● **ITEMS**:
** start **

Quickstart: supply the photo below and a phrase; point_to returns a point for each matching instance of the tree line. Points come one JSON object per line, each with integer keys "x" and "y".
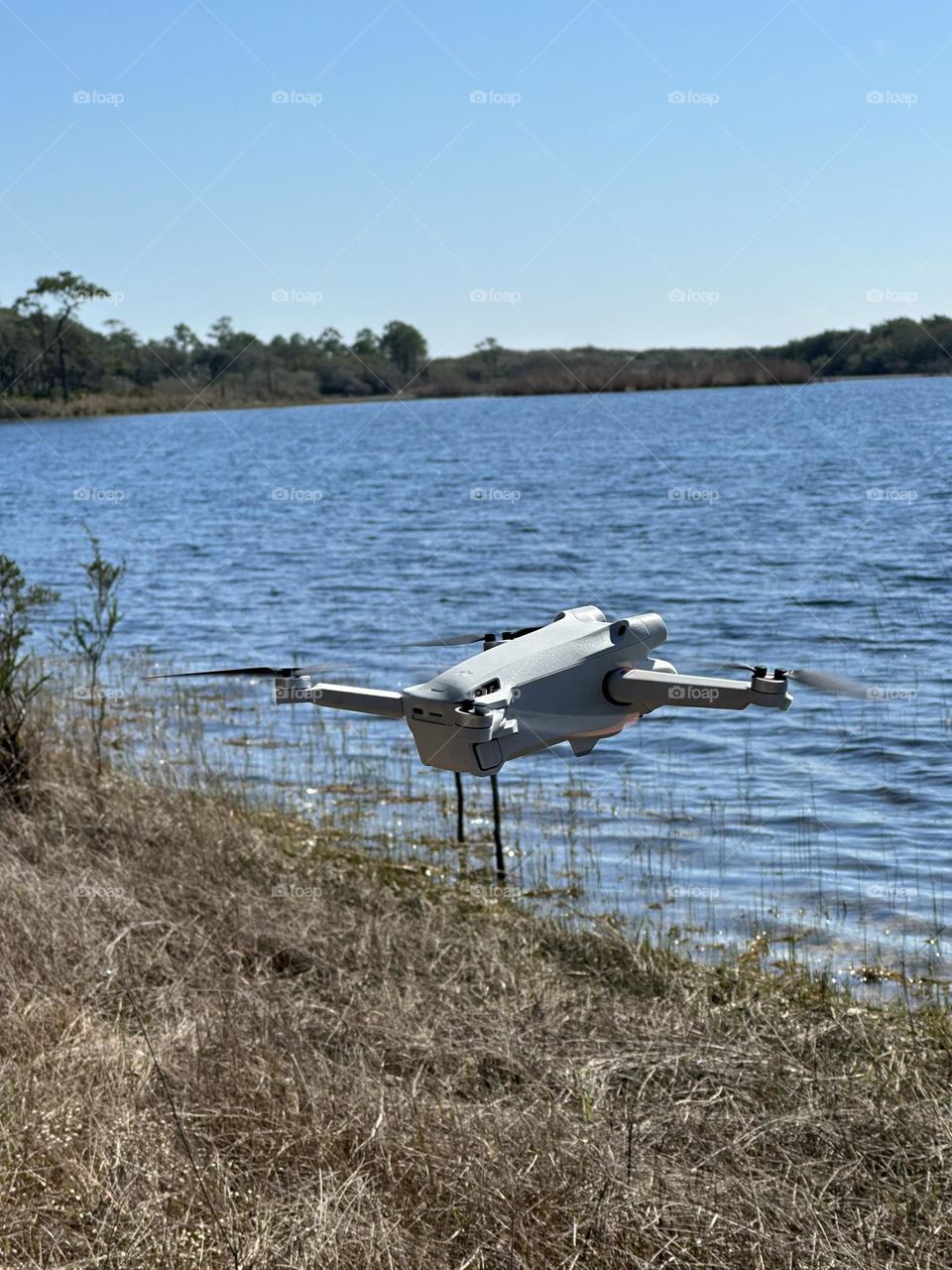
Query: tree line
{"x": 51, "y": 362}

** end **
** start **

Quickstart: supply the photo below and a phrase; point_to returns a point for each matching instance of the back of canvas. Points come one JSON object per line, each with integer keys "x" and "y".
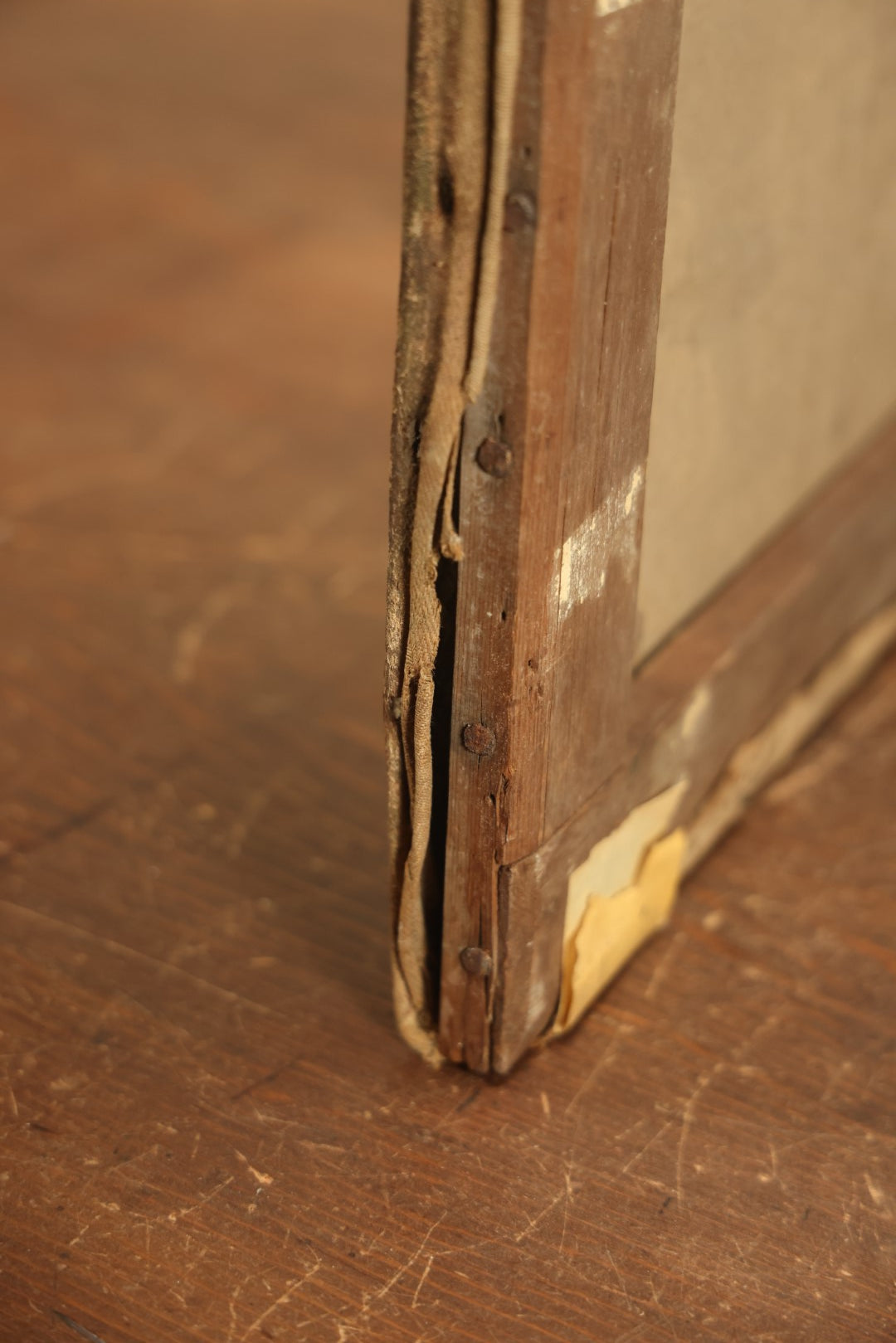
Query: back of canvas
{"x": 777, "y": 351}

** end **

● **WHAT YOU SHOULD DO**: Pull out every line of the material above that contains the string "tree". The match is case-sensitive.

● **SOLUTION TO THIS TASK**:
Quickstart: supply the photo below and a phrase; point_to returns a point for each matching instance of the tree line. Points come one JSON object per line, each with integer keys "x" and "y".
Query: tree line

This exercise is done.